***** Dataset records *****
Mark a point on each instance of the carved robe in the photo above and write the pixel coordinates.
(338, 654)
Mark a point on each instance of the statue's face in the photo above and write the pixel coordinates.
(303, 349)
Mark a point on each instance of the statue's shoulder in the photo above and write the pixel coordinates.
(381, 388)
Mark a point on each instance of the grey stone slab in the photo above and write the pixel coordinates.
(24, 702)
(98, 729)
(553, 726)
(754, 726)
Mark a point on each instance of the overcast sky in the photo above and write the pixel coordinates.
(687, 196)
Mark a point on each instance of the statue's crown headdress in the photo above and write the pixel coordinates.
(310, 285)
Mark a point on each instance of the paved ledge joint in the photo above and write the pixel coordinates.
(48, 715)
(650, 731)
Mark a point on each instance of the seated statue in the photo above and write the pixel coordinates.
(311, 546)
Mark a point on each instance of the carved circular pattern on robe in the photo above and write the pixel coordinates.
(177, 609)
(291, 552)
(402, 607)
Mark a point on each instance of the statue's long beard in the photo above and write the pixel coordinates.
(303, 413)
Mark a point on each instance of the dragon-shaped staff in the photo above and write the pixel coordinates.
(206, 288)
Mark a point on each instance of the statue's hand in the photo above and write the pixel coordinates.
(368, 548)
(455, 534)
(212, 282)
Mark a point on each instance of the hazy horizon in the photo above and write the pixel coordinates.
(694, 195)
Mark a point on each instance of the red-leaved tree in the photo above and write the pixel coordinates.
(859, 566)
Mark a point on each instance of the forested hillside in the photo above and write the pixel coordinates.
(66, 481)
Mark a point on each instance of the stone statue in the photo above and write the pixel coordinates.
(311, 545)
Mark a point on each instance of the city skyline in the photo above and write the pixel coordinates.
*****
§ Task description:
Each record above should be transcribed exactly.

§ Answer to the exercise:
Mark a point on each instance of the carved robe in the photo above and write the pixel coordinates.
(338, 654)
Mark a point on each instance of the statue's face in the photo above and write the pixel coordinates.
(303, 349)
Mark a point on each instance of the statue's shoulder in the photo above and write the pixel coordinates.
(381, 388)
Mark a point on each instance of the grey stone slab in the photo above and write the pixel coordinates.
(24, 702)
(98, 729)
(553, 726)
(754, 726)
Mark a point on each instance of the overcast sky in the photo above and write the pixel coordinates.
(687, 196)
Mark a point on each instance of the statue's crown headdress in the photo above and write the pixel coordinates.
(310, 285)
Mark a point on each instance of the paved ledge joint in the photo above and write the pixel coordinates.
(48, 715)
(650, 731)
Mark a point on each instance of the seated statue in the photo above and write the pixel coordinates.
(311, 546)
Mark a point on each instance of the carved circular pattern on robe in the photo above and write the pixel coordinates.
(177, 609)
(291, 552)
(402, 607)
Mark a point on each instance of the statue's long beard in the photo above and write the pixel coordinates.
(303, 413)
Mark a point on each instance of the dragon-shaped staff in the photo above and write the pixel coordinates.
(206, 288)
Mark a point on each instance of the statue's hand in the photo above and write the pixel coordinates.
(368, 548)
(455, 534)
(212, 282)
Mark a point on each instance of the hazy horizon in the photo above and write the pixel coordinates.
(694, 195)
Mark a point on each instance of the red-leaved tree in the photo above and write the pixel coordinates.
(859, 566)
Mark a point on each instance of the forested hillside in the photo above and write the pixel coordinates.
(66, 481)
Mark a point on each instance of the stone statue in the photo above and write the pixel coordinates.
(311, 545)
Mark a point on each instance of the city skyline in the photo above and write the pixel coordinates.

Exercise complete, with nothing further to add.